[SUPPLIED INFORMATION Boundary: Start]

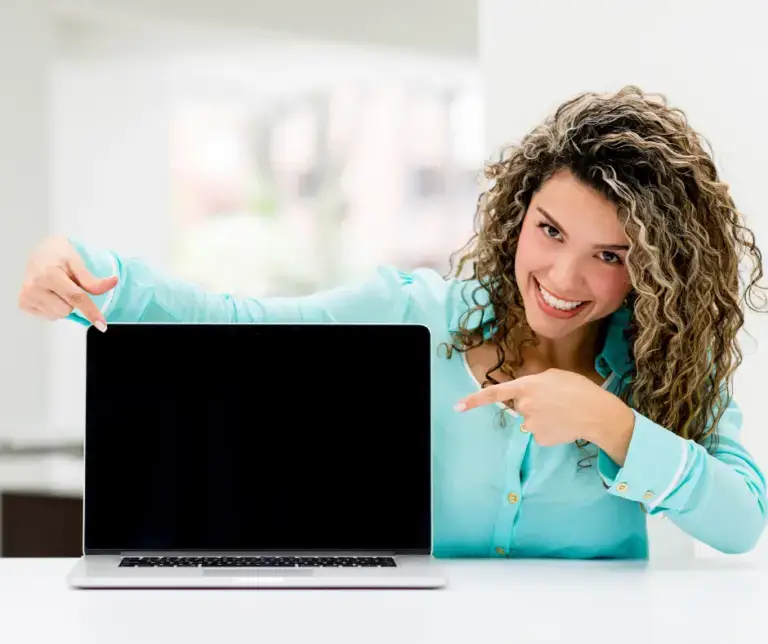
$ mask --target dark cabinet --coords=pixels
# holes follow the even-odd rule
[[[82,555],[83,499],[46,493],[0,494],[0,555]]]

[SUPPLIED INFORMATION Boundary: End]
[SUPPLIED INFORMATION Boundary: Start]

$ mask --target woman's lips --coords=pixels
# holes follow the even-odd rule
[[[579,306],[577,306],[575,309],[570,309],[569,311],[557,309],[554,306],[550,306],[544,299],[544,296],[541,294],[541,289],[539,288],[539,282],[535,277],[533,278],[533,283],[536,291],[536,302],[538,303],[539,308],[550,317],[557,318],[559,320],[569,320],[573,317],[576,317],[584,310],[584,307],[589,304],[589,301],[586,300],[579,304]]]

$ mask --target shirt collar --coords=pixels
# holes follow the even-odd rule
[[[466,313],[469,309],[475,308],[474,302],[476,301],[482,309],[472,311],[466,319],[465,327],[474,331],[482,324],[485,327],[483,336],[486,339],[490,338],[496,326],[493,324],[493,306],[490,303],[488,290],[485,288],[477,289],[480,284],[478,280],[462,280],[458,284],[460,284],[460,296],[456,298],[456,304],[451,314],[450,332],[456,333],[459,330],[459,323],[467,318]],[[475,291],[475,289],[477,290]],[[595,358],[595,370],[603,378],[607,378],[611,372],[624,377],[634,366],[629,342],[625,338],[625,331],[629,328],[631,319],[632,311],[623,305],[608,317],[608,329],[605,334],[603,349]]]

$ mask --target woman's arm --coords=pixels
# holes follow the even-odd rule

[SUPPLIED INFORMATION Boundary: End]

[YOUR INSTRUCTIONS] Copy the lines of the entries above that mention "target".

[REPLY]
$ mask --target dark cabinet --coords=pixels
$ mask --target woman's lips --coords=pixels
$ mask --target shirt collar --coords=pixels
$ mask --target woman's arm --coords=pixels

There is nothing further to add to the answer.